PROBLEM TO WORK ON:
Nothing outside the range below should be printed. Output exactly the lines from the line with "the **parrot's spread wing**." to the line with "Provide the segmentation of every instance of the **green", both included.

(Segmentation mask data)

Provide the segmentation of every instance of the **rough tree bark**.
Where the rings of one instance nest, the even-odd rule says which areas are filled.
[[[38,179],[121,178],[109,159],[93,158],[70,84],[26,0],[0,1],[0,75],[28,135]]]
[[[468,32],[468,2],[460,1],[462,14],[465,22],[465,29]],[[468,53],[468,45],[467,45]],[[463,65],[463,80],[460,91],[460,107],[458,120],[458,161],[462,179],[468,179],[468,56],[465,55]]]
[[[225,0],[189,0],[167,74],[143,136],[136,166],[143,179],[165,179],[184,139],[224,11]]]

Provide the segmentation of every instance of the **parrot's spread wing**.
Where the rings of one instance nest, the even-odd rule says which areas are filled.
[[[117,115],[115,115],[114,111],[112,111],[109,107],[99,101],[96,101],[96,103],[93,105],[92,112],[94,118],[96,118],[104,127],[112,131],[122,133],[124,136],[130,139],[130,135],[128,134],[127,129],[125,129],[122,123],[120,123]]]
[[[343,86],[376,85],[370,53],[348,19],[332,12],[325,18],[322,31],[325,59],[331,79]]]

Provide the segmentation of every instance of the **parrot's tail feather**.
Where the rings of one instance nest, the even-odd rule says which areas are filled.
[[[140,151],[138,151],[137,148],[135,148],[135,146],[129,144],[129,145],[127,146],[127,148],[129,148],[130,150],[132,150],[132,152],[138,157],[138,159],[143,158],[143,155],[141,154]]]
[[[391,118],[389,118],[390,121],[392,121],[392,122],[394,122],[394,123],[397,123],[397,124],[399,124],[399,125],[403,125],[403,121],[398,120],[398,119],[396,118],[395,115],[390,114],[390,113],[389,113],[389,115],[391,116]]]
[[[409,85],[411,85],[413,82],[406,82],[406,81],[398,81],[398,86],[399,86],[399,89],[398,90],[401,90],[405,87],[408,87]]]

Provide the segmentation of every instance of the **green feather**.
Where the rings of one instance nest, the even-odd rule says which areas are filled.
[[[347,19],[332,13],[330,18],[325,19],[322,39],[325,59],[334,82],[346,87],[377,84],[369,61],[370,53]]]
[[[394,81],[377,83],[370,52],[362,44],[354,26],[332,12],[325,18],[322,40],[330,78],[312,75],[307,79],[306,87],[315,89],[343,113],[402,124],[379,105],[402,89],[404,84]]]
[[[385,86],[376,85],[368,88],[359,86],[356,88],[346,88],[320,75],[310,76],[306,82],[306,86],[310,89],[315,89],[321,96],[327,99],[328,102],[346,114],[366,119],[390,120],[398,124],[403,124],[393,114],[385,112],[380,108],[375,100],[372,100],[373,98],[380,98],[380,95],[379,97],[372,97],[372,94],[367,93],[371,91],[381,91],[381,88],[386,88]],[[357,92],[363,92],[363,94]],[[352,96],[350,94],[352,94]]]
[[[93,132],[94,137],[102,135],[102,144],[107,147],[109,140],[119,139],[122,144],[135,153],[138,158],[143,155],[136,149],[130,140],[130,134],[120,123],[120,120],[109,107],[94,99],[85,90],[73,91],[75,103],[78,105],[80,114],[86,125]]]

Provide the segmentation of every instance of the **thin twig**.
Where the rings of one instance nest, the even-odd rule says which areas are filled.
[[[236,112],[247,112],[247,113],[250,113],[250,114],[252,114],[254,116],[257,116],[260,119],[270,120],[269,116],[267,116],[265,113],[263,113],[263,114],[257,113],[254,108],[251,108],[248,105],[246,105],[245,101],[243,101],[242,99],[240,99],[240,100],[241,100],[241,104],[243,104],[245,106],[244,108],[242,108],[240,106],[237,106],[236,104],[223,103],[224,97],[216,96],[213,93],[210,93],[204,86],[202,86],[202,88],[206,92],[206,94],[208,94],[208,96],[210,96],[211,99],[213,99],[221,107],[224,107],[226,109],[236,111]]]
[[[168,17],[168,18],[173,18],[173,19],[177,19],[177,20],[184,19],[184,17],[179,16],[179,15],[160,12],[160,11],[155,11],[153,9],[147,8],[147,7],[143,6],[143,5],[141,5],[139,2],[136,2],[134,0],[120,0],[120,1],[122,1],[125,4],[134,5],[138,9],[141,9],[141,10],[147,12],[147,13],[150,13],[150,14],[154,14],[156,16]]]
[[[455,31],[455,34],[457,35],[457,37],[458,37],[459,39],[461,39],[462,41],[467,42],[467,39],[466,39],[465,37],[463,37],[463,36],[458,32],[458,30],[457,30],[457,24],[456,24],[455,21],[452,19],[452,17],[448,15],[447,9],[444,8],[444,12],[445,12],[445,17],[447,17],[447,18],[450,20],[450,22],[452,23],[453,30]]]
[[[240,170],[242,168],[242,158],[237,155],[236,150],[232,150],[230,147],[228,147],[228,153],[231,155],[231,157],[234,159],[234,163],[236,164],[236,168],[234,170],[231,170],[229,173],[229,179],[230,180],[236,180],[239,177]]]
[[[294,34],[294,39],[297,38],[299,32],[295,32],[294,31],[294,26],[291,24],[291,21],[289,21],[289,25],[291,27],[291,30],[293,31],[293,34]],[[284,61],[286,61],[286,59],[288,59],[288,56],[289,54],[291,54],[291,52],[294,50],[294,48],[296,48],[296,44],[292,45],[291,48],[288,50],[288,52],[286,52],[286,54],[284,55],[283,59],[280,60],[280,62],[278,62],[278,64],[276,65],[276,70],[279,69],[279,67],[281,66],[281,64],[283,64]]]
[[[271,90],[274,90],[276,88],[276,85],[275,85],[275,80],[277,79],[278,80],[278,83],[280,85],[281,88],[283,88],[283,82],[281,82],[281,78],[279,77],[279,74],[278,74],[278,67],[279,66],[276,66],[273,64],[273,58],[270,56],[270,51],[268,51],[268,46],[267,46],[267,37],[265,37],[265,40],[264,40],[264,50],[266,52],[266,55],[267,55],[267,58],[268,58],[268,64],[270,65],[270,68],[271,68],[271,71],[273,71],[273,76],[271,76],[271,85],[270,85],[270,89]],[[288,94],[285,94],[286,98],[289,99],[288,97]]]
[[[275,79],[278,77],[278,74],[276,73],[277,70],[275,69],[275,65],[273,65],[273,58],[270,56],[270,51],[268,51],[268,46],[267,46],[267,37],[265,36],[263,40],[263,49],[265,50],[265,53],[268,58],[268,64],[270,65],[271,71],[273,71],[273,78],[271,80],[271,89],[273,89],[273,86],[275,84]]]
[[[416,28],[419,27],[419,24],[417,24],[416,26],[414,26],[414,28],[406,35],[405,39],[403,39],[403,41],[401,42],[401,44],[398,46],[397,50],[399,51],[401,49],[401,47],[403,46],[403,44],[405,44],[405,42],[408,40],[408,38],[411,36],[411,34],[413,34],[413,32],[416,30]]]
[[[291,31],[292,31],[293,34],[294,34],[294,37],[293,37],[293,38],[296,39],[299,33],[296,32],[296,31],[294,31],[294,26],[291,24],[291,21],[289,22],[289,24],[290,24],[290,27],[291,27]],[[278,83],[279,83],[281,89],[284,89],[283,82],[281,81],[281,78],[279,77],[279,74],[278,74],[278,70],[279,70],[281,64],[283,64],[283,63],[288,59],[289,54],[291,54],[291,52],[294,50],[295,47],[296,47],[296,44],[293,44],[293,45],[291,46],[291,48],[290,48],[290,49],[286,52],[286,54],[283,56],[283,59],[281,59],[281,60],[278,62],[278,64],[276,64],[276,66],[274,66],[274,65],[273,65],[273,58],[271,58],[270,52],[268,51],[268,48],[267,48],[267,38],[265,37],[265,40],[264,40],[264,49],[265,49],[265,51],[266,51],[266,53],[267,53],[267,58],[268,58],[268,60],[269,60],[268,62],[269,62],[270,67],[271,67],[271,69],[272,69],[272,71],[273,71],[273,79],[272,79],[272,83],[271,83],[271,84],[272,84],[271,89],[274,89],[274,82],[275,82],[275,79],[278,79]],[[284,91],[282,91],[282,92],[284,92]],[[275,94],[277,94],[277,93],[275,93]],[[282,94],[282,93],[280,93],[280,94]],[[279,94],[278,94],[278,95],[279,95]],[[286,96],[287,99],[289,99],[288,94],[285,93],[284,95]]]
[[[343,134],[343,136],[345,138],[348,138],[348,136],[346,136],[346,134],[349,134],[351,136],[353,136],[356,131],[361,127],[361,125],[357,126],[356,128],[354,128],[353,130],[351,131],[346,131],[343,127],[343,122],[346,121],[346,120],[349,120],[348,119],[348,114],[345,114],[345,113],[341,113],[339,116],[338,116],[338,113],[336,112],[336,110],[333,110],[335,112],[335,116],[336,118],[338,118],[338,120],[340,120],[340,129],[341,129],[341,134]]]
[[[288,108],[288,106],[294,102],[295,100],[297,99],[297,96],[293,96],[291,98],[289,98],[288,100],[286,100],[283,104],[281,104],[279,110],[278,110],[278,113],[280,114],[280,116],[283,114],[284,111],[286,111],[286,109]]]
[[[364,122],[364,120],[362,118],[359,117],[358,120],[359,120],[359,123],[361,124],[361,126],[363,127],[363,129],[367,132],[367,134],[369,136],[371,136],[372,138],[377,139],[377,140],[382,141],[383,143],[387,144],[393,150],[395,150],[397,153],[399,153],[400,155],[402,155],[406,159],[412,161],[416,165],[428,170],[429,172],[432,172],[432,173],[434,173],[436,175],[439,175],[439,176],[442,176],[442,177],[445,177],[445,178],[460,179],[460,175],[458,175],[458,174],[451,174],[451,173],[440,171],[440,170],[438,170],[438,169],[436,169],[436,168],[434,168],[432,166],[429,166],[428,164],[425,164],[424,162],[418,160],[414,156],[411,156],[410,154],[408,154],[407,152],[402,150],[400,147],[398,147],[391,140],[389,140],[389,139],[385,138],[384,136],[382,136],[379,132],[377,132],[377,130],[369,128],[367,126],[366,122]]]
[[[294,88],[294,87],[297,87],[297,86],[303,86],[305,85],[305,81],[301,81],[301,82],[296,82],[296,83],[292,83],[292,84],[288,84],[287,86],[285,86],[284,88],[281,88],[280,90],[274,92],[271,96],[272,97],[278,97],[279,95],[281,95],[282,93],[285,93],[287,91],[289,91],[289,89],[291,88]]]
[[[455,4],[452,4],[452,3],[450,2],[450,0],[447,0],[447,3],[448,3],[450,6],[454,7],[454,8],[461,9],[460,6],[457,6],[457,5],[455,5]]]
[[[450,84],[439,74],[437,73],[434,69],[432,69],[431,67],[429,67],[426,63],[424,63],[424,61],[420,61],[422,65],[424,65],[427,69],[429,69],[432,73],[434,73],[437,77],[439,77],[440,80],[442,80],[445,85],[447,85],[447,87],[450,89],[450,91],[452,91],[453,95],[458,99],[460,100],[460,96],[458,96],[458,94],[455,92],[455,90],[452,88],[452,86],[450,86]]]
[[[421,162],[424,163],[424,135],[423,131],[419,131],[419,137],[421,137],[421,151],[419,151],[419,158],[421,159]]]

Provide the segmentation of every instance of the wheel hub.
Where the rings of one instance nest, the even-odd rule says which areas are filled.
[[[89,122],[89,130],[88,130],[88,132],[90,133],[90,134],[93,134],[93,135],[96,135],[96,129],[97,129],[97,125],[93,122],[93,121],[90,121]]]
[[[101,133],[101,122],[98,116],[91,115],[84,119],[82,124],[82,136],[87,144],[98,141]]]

RESPONSE AREA:
Provide the segmentation of every instance of the **parrot's spread wing**.
Where the rings of one instance nest, the even-odd rule says which areas are filled.
[[[117,115],[115,115],[114,111],[112,111],[109,107],[99,101],[96,101],[96,103],[93,105],[92,112],[94,118],[96,118],[104,127],[112,131],[122,133],[124,136],[130,139],[130,135],[128,134],[127,129],[125,129],[122,123],[120,123]]]
[[[343,86],[376,85],[370,53],[348,19],[332,12],[325,18],[322,31],[325,59],[331,79]]]

Provide the segmentation of every instance of the **parrot's tail feather**.
Where the rings of one instance nest, the even-odd rule says which areas are filled.
[[[140,151],[138,151],[137,148],[135,148],[135,146],[129,144],[129,145],[127,146],[127,148],[129,148],[130,150],[132,150],[132,152],[138,157],[138,159],[143,158],[143,155],[141,154]]]
[[[391,118],[389,118],[390,121],[392,121],[392,122],[394,122],[394,123],[397,123],[397,124],[399,124],[399,125],[403,125],[403,121],[398,120],[398,119],[396,118],[395,115],[390,114],[390,113],[389,113],[389,115],[391,116]]]
[[[409,85],[411,85],[413,82],[406,82],[406,81],[398,81],[398,86],[399,86],[399,89],[398,90],[401,90],[405,87],[408,87]]]

Provide the segmentation of every instance of the **green feather**.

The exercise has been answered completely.